-- start Text extract --
We work with multiple CDX files all the time, TextDataLoader does exactly that, there is no need for a MultiTextDataLoader. If you look at the code of TextDataLoader you will see sc.textFile(dataPath), this method is the way to load multiple text files with Spark if dataPath includes globs, e.g., /path/to/*.cdx.

My recommendation to keep it flexible would be to parse the JSON simply into a Map[String, Any] and provide an implicit conversation of your (to be implemented) CdxJWarcRecord class into a CommonCrawlCdxRecord class, which wraps the map and provides typed getters to the fields in the map (cp. WarcRecord).

Besides, I think all you need to do is to copy our WarcCdxHdfsSpec, merge it with WarcHdfsSpecBase (instead than deriving from it, copy the methods to your spec class) and switch all mentions of CdxRecord and WarcRecord with your own classes. As far as I can see, WarcRecord can be simply copied if you change the CdxRecord type in its constructor and the DataEnrichRoot base to your own (and potentially replace the implicit cast as decribed above).

Just one minor thing:

Thanks for your efforts!

borissmidt commented 7 years ago

The case class containing the mime-detected handles the conversion from json to a wrapped Map[String, Any].

The json part of an cdx entry: {"url": "http://www.canberratimes.com.au/business/mining-and-resources/bhp-on-the-hunt-for-new-chief-ft-20121106-28x2j", "mime": "text/html", "mime-detected": "text/html", "status": "200", "digest": "KZDZMH5BCMZJOCZPQCRUOTAPYH2CYQVJ", "length": "35157", "offset": "509044848", "filename": "crawl-data/CC-MAIN-2017-34/segments/1502886105961.34/warc/CC-MAIN-20170820015021-20170820035021-00503.warc.gz"}

I prefer to define a case class and extract it, Which lets the type system help me with extracting the values from the Map[String,Any].
-- end Text extract --
-- start Provided records --
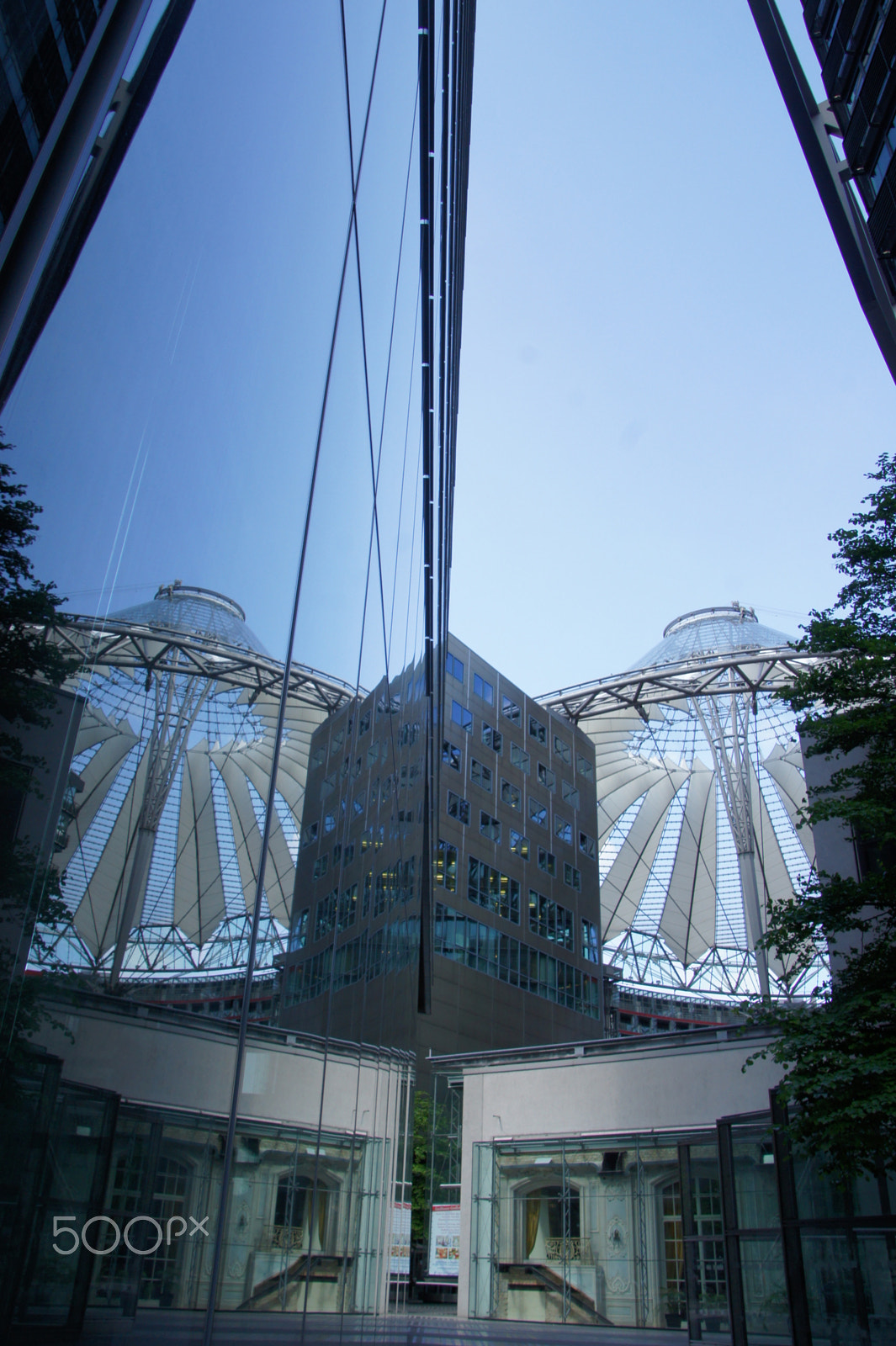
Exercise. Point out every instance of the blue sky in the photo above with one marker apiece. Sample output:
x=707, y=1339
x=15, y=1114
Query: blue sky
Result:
x=667, y=392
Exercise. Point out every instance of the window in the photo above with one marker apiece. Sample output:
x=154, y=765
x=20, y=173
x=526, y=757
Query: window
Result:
x=483, y=690
x=491, y=738
x=510, y=711
x=453, y=666
x=547, y=861
x=518, y=758
x=326, y=915
x=458, y=808
x=299, y=932
x=347, y=908
x=537, y=730
x=447, y=866
x=563, y=750
x=584, y=767
x=493, y=890
x=549, y=919
x=462, y=717
x=489, y=827
x=590, y=941
x=520, y=845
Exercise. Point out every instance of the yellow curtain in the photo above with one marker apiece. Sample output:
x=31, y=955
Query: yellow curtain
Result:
x=533, y=1215
x=321, y=1213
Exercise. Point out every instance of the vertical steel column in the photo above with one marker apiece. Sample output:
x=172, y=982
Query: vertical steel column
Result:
x=790, y=1237
x=567, y=1220
x=689, y=1238
x=734, y=1280
x=810, y=123
x=427, y=56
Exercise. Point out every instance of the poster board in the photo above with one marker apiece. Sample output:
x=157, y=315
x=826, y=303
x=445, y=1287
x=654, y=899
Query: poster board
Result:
x=444, y=1242
x=400, y=1240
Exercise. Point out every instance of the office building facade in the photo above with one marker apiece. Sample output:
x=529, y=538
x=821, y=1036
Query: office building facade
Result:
x=849, y=138
x=512, y=912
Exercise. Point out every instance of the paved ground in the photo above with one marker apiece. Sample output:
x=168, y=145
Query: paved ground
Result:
x=432, y=1327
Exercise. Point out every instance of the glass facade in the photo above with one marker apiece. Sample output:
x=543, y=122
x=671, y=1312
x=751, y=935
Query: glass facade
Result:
x=681, y=1232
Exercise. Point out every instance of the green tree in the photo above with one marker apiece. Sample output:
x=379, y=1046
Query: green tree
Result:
x=29, y=670
x=840, y=1052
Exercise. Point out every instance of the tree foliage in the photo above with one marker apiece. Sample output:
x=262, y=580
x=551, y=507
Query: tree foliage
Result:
x=29, y=670
x=840, y=1052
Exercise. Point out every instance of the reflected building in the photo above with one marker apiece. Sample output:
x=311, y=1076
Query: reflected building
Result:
x=513, y=910
x=700, y=787
x=171, y=766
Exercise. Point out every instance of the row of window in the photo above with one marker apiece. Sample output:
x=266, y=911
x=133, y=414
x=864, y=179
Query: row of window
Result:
x=512, y=796
x=502, y=956
x=384, y=893
x=409, y=733
x=490, y=828
x=482, y=776
x=550, y=921
x=368, y=956
x=493, y=738
x=498, y=893
x=482, y=688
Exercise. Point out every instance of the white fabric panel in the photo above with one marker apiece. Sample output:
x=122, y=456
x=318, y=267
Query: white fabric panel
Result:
x=689, y=917
x=199, y=898
x=772, y=875
x=94, y=727
x=628, y=787
x=97, y=778
x=260, y=758
x=248, y=840
x=624, y=885
x=280, y=872
x=98, y=912
x=786, y=771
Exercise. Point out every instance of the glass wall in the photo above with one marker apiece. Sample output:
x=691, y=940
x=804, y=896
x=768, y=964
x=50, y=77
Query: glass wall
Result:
x=606, y=1232
x=127, y=1211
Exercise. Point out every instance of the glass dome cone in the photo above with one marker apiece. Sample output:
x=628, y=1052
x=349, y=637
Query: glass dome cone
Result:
x=712, y=630
x=172, y=765
x=194, y=612
x=700, y=785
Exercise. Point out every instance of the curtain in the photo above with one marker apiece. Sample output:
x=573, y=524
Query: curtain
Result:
x=533, y=1215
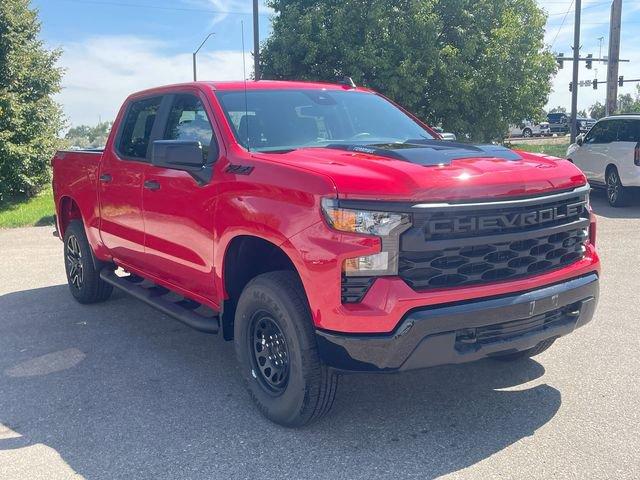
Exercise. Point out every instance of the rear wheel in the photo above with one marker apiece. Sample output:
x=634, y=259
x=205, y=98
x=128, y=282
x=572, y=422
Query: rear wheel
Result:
x=84, y=281
x=531, y=352
x=277, y=352
x=617, y=194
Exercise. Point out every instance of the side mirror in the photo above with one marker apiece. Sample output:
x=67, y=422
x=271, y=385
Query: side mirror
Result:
x=182, y=155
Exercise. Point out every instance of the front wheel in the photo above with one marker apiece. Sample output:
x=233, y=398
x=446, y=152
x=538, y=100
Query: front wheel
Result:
x=277, y=352
x=84, y=280
x=616, y=193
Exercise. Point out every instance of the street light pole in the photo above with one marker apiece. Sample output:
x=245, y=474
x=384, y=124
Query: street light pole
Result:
x=256, y=41
x=195, y=73
x=576, y=64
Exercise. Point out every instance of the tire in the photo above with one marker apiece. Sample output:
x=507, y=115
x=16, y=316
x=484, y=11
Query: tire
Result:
x=301, y=389
x=617, y=194
x=532, y=352
x=84, y=281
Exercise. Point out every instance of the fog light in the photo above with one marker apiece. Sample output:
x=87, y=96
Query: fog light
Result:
x=369, y=266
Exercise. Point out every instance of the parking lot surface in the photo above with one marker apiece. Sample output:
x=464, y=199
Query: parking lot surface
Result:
x=119, y=391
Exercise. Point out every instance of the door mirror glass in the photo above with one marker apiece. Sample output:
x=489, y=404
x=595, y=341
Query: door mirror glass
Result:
x=185, y=155
x=178, y=155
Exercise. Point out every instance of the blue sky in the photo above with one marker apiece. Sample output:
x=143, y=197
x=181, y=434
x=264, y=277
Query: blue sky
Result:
x=114, y=47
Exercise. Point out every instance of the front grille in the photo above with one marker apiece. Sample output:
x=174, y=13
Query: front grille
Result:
x=472, y=338
x=467, y=245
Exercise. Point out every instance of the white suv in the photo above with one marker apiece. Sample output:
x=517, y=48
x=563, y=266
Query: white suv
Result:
x=529, y=129
x=609, y=155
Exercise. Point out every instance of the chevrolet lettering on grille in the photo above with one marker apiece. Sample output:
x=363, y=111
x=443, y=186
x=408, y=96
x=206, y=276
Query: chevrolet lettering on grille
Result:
x=502, y=222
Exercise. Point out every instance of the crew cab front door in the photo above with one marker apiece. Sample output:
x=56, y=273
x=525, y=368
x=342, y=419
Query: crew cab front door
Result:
x=178, y=208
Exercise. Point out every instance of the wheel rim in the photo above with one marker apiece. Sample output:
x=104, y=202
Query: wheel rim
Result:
x=74, y=262
x=270, y=355
x=613, y=186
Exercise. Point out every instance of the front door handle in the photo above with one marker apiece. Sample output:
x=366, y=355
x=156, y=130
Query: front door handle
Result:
x=151, y=185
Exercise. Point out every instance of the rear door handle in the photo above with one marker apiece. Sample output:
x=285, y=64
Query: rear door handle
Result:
x=151, y=185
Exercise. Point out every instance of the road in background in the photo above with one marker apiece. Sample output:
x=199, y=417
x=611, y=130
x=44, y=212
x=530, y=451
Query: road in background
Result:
x=119, y=391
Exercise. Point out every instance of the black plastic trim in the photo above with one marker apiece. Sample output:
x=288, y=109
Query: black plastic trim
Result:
x=153, y=296
x=427, y=336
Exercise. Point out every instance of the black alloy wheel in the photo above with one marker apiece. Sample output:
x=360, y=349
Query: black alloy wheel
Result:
x=616, y=192
x=270, y=353
x=73, y=254
x=83, y=275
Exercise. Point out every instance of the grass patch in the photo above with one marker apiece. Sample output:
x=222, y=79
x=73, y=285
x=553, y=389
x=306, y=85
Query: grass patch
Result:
x=37, y=211
x=555, y=150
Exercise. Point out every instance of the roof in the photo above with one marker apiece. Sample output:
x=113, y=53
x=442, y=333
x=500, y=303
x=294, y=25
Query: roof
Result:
x=251, y=85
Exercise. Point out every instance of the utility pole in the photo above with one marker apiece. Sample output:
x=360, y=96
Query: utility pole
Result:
x=195, y=73
x=256, y=41
x=576, y=65
x=614, y=57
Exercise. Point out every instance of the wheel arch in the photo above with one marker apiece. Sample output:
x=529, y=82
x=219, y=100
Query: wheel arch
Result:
x=247, y=256
x=68, y=209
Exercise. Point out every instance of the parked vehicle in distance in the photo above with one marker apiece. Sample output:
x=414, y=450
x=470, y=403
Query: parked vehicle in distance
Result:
x=609, y=156
x=323, y=229
x=558, y=123
x=585, y=124
x=528, y=129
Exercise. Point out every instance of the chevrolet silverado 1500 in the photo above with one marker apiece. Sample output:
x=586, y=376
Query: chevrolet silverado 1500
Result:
x=324, y=229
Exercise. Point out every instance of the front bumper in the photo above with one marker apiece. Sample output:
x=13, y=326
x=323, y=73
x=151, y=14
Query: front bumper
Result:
x=467, y=331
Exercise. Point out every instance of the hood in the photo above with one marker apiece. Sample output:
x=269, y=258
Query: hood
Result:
x=445, y=172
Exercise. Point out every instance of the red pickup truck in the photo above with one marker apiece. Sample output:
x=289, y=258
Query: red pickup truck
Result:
x=324, y=230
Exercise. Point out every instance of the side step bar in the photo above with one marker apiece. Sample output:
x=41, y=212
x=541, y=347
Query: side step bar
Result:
x=158, y=297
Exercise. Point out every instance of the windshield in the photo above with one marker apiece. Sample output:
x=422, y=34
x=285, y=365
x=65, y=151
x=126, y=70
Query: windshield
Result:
x=272, y=120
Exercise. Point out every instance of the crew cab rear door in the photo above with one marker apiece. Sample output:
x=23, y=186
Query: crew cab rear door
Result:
x=178, y=208
x=122, y=171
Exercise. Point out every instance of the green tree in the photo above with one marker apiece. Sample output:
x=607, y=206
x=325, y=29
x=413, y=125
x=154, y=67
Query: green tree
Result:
x=473, y=66
x=29, y=119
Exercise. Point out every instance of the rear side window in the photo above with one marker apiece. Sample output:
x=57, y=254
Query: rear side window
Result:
x=137, y=127
x=188, y=121
x=629, y=131
x=602, y=132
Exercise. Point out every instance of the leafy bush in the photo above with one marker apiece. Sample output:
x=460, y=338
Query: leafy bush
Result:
x=29, y=118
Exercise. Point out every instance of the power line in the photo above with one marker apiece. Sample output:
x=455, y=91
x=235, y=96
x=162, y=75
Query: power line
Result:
x=156, y=7
x=562, y=24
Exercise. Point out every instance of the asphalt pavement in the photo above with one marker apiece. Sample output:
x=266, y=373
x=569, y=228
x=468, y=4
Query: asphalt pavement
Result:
x=119, y=391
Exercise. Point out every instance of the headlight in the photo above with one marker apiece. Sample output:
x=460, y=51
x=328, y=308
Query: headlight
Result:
x=386, y=225
x=381, y=224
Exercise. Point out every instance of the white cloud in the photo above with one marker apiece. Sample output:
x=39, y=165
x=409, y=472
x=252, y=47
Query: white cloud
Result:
x=102, y=71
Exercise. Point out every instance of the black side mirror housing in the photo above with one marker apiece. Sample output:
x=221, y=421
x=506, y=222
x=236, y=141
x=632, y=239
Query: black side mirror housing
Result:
x=182, y=155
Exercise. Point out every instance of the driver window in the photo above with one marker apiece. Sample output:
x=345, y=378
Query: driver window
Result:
x=188, y=121
x=137, y=127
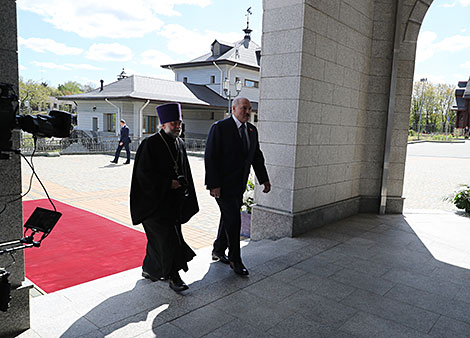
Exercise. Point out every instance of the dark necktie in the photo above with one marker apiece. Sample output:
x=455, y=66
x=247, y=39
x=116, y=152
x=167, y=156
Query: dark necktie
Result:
x=244, y=140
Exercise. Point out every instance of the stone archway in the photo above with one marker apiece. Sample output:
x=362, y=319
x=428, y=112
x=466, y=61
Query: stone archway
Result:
x=324, y=114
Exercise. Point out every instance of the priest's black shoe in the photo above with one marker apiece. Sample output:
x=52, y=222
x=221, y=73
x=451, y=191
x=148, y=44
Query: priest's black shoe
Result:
x=177, y=284
x=149, y=276
x=221, y=258
x=239, y=268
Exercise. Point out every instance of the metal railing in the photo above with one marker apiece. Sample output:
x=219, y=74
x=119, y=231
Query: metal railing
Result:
x=91, y=145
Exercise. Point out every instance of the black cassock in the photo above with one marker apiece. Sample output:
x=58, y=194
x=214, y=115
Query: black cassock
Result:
x=159, y=208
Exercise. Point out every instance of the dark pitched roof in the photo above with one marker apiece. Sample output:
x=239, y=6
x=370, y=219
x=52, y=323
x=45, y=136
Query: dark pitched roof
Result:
x=148, y=88
x=243, y=52
x=466, y=94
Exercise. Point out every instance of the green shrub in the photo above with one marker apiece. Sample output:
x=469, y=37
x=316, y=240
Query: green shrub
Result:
x=461, y=198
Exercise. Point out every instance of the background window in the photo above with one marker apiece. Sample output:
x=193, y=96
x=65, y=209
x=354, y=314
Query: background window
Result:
x=150, y=124
x=110, y=122
x=251, y=84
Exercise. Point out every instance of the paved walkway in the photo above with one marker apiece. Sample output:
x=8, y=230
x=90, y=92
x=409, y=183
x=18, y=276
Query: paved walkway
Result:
x=365, y=276
x=92, y=183
x=432, y=172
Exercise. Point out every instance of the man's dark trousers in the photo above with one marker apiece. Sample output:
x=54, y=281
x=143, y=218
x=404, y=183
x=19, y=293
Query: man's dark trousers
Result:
x=118, y=151
x=229, y=227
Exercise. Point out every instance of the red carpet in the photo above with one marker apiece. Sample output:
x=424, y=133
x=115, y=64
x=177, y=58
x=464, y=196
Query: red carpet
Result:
x=81, y=247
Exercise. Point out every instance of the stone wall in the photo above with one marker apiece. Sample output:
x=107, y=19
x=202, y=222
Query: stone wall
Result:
x=17, y=317
x=323, y=114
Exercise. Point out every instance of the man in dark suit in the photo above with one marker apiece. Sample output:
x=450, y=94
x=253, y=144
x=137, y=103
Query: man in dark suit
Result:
x=232, y=147
x=123, y=142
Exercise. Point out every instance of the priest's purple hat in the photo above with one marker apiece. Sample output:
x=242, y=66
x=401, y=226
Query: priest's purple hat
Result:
x=169, y=112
-- end Provided records --
Write the next part of the thread above about loading Common Crawl CDX files, starting after its last sentence.

■ **Task answer**
Common crawl has an index file containing the paths of the cdx files, at the moment they are all in the same folder and a glob could be used, this however might change. The MultiTextDataLoader just loads each individual path instead of using a glob.

Also thank you for pointing out that i could just merge WarcCdxHdfsSpe with WarcHdfsSpecBase. It makes the code simpeler.

But i finished the code and i will test it now when everything works as planned i will create a new repo with the code in it.

borissmidt commented 7 years ago

Yesterday i was able to filter the cdx and acces the payload of html pages. Tomorrow i will ask permission from my boss to opensource the cdx json code, This will probably be granted.

helgeho commented 7 years ago

Sounds good, looking forward to it!

borissmidt commented 7 years ago

https://github.com/trafficdirect/SparkArchiveJCDX I still need to add the readme with the instructions on the usage.

helgeho commented 7 years ago

Cool 👍 how about ArchiveSpark instead of SparkArchive?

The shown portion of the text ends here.